• **WHAT THE EXERCISE ASKS**
Locate each line in the rows below that contains the string "street", matching case exactly, and copy every such line in full.

[Excerpts from point annotation data]

[START]

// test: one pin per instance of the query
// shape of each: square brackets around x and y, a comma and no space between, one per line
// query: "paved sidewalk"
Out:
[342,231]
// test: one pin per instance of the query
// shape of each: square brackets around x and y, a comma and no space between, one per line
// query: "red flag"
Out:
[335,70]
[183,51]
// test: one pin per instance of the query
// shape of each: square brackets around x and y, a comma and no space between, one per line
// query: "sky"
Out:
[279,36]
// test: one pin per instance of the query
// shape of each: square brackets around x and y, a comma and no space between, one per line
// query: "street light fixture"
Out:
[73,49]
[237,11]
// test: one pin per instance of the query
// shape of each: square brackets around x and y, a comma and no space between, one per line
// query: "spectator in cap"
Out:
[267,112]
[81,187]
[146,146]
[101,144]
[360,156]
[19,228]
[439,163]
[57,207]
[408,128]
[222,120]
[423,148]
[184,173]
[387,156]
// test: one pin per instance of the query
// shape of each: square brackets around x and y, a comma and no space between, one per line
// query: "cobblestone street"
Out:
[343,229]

[END]

• **COMPLETE ANSWER**
// query: "street light fixture"
// query: "cobblestone street"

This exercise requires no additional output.